> _Your instructions_: Copy all of the material below line for line, reproducing each one without any change.

[Stored data entries]
______
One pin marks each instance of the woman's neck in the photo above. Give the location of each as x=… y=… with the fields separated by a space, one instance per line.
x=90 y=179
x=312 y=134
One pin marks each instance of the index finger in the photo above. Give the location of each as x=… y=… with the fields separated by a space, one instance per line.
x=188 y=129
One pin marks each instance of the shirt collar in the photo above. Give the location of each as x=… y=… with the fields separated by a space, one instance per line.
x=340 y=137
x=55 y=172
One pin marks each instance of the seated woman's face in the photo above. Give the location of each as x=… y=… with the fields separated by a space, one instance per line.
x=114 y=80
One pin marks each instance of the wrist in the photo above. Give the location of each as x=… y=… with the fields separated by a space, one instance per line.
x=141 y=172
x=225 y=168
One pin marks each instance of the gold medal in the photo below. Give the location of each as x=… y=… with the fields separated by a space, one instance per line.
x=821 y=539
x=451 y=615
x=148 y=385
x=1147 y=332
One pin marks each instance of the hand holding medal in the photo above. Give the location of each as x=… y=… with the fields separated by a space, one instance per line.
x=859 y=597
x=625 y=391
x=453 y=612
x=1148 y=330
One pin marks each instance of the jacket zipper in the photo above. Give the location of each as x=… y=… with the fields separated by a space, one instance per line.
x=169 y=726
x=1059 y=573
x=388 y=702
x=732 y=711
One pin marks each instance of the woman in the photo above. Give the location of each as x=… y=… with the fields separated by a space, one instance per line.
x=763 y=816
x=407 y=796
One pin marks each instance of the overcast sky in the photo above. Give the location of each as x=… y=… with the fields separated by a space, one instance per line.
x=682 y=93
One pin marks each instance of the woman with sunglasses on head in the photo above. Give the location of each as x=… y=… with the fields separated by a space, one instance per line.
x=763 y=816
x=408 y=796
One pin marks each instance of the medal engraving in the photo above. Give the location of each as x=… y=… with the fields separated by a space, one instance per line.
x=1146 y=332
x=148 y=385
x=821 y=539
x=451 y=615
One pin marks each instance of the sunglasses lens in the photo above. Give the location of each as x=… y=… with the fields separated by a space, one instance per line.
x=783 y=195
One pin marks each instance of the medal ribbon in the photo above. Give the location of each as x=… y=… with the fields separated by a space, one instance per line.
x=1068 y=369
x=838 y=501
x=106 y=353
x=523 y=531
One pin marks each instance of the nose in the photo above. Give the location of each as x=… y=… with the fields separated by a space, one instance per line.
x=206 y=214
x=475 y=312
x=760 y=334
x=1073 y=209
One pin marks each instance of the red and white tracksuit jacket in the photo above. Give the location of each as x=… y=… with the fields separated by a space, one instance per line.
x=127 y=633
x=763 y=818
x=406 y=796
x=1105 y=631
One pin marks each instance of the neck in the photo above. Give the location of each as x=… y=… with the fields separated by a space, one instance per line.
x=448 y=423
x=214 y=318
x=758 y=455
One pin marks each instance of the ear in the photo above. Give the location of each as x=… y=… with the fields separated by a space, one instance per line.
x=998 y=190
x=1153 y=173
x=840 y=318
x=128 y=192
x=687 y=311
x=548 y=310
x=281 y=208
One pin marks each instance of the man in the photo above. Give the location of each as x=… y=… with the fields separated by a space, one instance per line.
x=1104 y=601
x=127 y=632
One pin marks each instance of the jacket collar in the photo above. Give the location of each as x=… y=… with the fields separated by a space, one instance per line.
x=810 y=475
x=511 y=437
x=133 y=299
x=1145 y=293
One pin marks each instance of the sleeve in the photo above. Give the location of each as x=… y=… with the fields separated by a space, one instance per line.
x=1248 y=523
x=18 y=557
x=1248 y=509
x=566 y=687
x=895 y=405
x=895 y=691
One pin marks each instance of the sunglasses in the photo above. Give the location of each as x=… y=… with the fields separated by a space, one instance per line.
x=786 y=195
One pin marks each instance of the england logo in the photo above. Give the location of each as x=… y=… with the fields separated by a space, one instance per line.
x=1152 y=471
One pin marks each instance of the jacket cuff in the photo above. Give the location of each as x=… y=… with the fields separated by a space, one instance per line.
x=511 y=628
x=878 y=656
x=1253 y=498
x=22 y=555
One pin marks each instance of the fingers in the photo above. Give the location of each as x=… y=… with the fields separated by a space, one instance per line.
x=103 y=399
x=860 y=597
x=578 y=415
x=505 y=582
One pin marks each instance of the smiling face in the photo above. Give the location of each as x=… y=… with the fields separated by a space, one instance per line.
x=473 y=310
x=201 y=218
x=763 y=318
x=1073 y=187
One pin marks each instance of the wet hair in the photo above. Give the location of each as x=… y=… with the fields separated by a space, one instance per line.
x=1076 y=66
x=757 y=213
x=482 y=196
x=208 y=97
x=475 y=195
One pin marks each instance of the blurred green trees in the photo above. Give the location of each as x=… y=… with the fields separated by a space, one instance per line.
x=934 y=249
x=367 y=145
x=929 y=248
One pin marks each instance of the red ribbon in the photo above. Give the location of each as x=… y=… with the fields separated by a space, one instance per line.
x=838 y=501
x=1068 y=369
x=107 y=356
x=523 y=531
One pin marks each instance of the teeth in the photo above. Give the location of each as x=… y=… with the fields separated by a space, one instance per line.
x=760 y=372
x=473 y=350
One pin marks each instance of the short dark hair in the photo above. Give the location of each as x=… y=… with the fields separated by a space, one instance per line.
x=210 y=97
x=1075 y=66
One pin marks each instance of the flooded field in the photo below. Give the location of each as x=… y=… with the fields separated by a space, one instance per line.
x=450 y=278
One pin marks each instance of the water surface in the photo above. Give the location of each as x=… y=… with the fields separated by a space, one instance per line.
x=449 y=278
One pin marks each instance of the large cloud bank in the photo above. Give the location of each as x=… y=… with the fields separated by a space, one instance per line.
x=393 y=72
______
> _Written response_:
One pin marks each instance of the woman's neck in the photo above. Give the location of each as x=… y=… with the fields separated by a space, one instance per line.
x=90 y=179
x=312 y=134
One pin marks each instance of the index finger in the photo above. Give the location of each as x=… y=… with the fields separated by a space, one instance per line.
x=188 y=129
One pin marks each instance of the shirt collar in the photo above. Give the location of each as x=… y=… with the fields separated by a space, one instance per line.
x=340 y=137
x=55 y=172
One pin marks each instance of the seated woman's face in the photo above. Give the location of each as x=… y=… with the fields separated by a space, one instance per line.
x=114 y=80
One pin marks each instance of the wrist in the photo above. Give the location of each as x=… y=… with the fields separated by a space, one instance per line.
x=141 y=172
x=225 y=168
One pin marks each instance of the gold medal in the photo below. Give the location of each as x=… y=… with the fields separated by a space, one instance per line.
x=821 y=539
x=451 y=615
x=148 y=385
x=1147 y=332
One pin marks each instance of the hand holding medal in the photo above. Give the location of each as x=… y=… with the fields separated by a space, one instance per line.
x=859 y=597
x=625 y=391
x=453 y=612
x=1148 y=330
One pin marks each instance of the jacket zipper in the photo above. Give the location of each as x=… y=… with the fields separated by a space, one instance per line.
x=169 y=726
x=1059 y=573
x=388 y=702
x=732 y=711
One pin marks each instance of the woman in the photo above. Give the location of each as x=… y=… with the fields separated by a space, one instance per line.
x=763 y=816
x=407 y=796
One pin marks each instance of the overcast sky in the photo above. Give the location of each as x=… y=… with the fields separated by a space, one instance per line.
x=682 y=93
One pin marks each instance of the woman with sunglasses on head in the photo above. Give the location of each as x=… y=… with the fields separated by a space, one instance per line.
x=763 y=816
x=408 y=796
One pin marks each instance of the medal engraving in the photo above. Give the location of each as x=… y=… with the fields separated by a space, one instance per line.
x=1146 y=332
x=148 y=385
x=821 y=539
x=451 y=615
One pin marks each instance of the sunglasses lens in the photo above. Give the location of each as x=… y=… with the fields separated by a space, one instance per line.
x=783 y=195
One pin marks each instance of the medal ribbon in the photo above. Give the location of each as x=… y=… with the fields separated by a space, one instance per line.
x=1068 y=369
x=838 y=501
x=106 y=353
x=523 y=531
One pin marks each instance of the nose in the photo above. Give the location of each as x=… y=… with the fields separated by a space, one instance per line.
x=206 y=214
x=475 y=312
x=760 y=334
x=1073 y=209
One pin marks each instance of the red and white tracksuit jacket in the photo above. Give the location of each as x=… y=… with the fields separated by a space, one instance per line.
x=127 y=633
x=763 y=818
x=406 y=796
x=1105 y=631
One pin marks each instance of the neck in the photo above. Give the location of each as x=… y=… with the fields separated by a space, one instance per line.
x=448 y=423
x=214 y=318
x=758 y=455
One pin marks each instance of the ear in the photo above. Give the location of each as x=… y=… with the fields separated by a space, one instance per line.
x=998 y=190
x=1153 y=173
x=840 y=318
x=128 y=192
x=687 y=311
x=548 y=310
x=281 y=208
One pin marks each instance of the man in the photo above. Give the location of each as x=… y=… with the fields separated by a space, one instance per line.
x=1104 y=601
x=127 y=632
One pin marks each instance of the jacket collar in the photo above. Give the location of each as x=… y=… with the fields separated by a space, one instance per line.
x=810 y=475
x=511 y=437
x=133 y=299
x=1145 y=293
One pin marks each instance of the sleeve in the photo above. Give the location of each as x=… y=… with the fields separated by a space, one instance per line.
x=1248 y=523
x=18 y=557
x=1248 y=509
x=566 y=687
x=895 y=405
x=895 y=691
One pin marks each instance of the sunglasses in the photo above. Give the location of each as x=… y=… with the fields separated by a space, one instance per line.
x=786 y=195
One pin marks each instance of the england logo in the photo above. Give the location of each as x=… y=… with the fields separated by a space, one instance per line.
x=1152 y=471
One pin marks each instance of the jacket cuff in the photo above. Give the location of each as x=… y=… with the fields separated by a space, one instance per line.
x=511 y=628
x=878 y=656
x=1253 y=498
x=22 y=555
One pin marks each instance of the fingers in the photo above. Give the location of each as x=… y=… with the fields separated by a space, one instance per line.
x=103 y=399
x=860 y=597
x=578 y=415
x=505 y=582
One pin marks each instance of the smiling face in the photo above. Give the location of each as x=… y=… with the fields separated by a space, one instance per line.
x=473 y=310
x=201 y=218
x=763 y=318
x=1073 y=187
One pin marks each instance of the wet hair in the photo above. Give the location of each as x=… y=… with the fields separated by a space, one instance per line.
x=1076 y=66
x=757 y=213
x=482 y=196
x=208 y=97
x=475 y=195
One pin marks each instance of the blurred green trees in the photo above. Give the location of each as x=… y=… with the fields separated by a space, one instance per line.
x=934 y=249
x=367 y=145
x=929 y=248
One pin marks each instance of the red ribbon in the photo above. Give the location of each as x=… y=… with the fields separated by a space, one instance per line.
x=838 y=501
x=1068 y=369
x=107 y=356
x=523 y=531
One pin marks each instance of the teeth in the photo above. Give the location of each as x=… y=… with the fields separated by a space, one instance per line.
x=760 y=372
x=473 y=350
One pin marks each instance of the short dark hair in the photo above. Give the location of each as x=… y=… with the fields separated by a space, one instance per line.
x=210 y=97
x=1075 y=66
One pin marks each instance of the flooded field in the photo below. Give the location of each as x=… y=… with the fields separated by a space, one instance per line.
x=450 y=278
One pin marks each instance of the water surface in the photo above. Give the location of each as x=… y=… with the fields separated by a space, one instance per line.
x=449 y=278
One pin marks each instance of the large cloud bank in the photo above. Give the location of each as x=… y=… with the fields separated by a space, one instance per line.
x=393 y=72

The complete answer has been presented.